Filter this data down to the lines that hold "segment", and copy them.

Records contained in a dataset

***

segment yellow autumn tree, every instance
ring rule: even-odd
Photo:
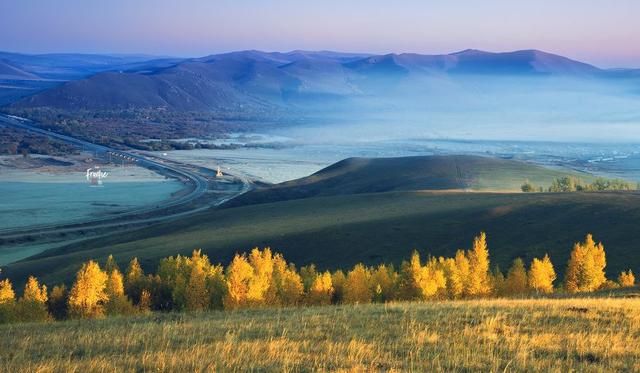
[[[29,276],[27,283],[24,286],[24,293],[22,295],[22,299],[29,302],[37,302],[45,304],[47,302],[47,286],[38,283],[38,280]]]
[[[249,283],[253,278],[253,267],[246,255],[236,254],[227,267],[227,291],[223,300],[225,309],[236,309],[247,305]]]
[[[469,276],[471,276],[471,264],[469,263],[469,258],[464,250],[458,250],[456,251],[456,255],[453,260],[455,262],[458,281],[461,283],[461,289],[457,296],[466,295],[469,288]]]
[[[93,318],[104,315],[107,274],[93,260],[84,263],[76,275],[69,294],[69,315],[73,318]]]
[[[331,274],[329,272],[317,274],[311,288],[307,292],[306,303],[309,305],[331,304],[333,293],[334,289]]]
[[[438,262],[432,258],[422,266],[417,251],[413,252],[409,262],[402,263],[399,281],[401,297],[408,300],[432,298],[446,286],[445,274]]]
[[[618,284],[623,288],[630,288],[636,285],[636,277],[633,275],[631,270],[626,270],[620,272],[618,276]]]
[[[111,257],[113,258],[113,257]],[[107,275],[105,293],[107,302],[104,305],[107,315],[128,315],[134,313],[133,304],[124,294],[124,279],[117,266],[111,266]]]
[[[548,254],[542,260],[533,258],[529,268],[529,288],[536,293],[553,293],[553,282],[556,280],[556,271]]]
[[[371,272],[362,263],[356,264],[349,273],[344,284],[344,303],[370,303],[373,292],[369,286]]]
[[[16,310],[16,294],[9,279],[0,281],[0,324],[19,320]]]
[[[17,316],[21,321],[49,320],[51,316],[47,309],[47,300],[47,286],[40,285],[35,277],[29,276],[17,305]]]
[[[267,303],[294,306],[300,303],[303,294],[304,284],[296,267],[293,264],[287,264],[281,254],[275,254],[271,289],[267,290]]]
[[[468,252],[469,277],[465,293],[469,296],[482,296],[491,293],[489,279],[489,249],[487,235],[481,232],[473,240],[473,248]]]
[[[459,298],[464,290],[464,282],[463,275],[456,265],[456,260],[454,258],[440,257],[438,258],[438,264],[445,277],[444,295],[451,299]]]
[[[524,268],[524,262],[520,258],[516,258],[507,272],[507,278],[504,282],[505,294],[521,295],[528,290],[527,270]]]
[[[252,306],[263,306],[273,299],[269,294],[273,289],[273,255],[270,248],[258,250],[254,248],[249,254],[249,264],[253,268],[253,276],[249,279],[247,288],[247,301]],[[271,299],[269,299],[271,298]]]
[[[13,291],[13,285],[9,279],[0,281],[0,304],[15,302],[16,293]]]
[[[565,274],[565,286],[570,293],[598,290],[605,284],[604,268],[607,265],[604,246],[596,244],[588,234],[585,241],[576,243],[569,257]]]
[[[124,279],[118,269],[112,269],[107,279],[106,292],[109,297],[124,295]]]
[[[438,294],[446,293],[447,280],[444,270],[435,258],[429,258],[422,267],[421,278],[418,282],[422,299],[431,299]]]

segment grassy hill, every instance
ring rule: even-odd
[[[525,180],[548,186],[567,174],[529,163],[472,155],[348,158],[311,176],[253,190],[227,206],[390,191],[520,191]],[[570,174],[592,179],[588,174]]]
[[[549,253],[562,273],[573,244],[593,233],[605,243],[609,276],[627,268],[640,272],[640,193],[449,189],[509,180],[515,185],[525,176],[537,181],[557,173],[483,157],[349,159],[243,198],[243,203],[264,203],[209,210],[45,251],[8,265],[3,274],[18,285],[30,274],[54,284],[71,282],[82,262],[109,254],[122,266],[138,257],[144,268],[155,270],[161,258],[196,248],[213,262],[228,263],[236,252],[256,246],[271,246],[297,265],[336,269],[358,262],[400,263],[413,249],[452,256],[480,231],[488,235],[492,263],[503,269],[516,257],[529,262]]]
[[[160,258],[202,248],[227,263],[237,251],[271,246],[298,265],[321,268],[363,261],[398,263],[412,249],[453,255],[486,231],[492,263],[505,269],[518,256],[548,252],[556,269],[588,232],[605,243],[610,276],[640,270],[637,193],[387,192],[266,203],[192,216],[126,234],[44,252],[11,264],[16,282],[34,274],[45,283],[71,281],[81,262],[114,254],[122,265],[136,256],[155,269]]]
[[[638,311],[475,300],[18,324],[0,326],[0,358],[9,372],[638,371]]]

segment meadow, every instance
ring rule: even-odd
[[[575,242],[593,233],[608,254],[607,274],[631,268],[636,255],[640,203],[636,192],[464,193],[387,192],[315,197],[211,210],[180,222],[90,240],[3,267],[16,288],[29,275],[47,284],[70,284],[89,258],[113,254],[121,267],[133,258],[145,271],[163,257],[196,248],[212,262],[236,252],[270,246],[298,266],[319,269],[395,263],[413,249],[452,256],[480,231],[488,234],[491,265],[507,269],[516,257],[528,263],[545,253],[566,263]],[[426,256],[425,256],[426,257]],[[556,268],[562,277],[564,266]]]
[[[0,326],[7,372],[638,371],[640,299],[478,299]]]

***

Answer space:
segment yellow autumn tree, every instance
segment grassy hill, every instance
segment meadow, every instance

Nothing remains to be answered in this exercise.